-- Records to process --

☆ ☆ ☆ ☆

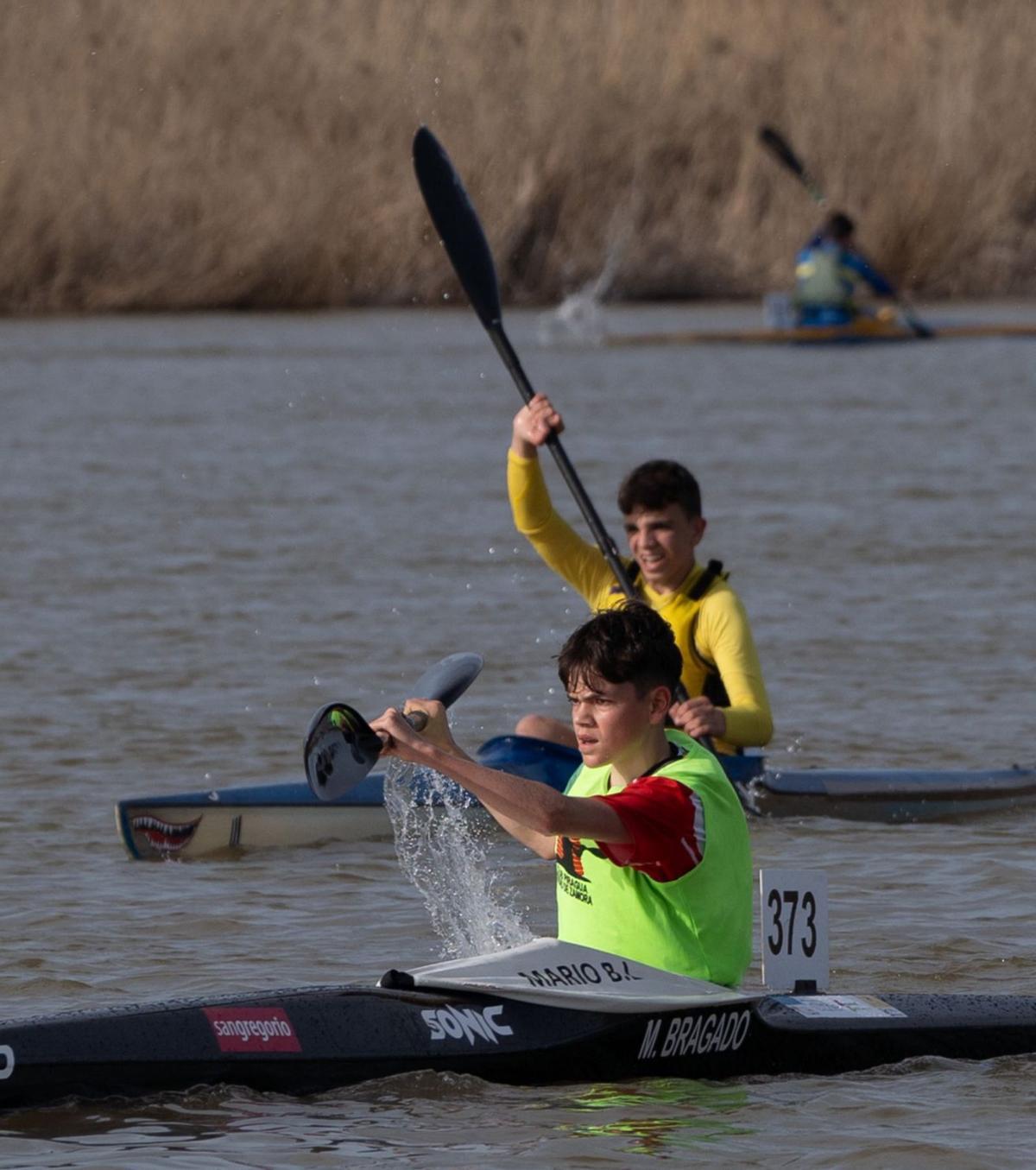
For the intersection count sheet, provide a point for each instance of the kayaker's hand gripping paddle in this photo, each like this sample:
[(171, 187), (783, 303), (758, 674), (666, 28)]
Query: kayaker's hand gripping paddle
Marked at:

☆ ☆ ☆ ☆

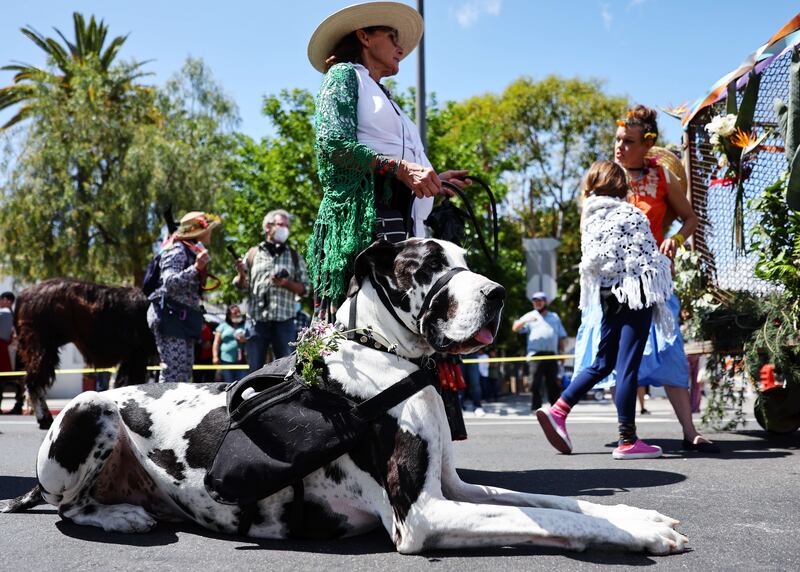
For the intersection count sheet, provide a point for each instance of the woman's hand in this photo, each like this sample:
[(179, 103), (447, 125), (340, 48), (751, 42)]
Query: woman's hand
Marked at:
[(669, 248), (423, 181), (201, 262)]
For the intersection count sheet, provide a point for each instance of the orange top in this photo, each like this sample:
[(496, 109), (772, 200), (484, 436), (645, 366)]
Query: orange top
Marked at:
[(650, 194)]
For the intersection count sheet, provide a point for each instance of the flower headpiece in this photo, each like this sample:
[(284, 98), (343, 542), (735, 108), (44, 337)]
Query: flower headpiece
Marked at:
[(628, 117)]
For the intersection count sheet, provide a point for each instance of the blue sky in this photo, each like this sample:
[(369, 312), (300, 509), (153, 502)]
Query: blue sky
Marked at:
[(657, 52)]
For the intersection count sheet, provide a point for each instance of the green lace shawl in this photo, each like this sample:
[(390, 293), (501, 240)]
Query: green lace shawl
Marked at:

☆ ☆ ☆ ☆

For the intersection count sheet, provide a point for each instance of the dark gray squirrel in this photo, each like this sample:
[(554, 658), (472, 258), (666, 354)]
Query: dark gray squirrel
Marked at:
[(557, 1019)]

☆ ☆ ☆ ☆

-- Exercise --
Please go line by line through the records above, copying each one that holds the string "woman".

-- Result below --
For the intersection count sheet, provide a point for each instance of the woman's hand in this photo, each like this sample:
Query: woman's hand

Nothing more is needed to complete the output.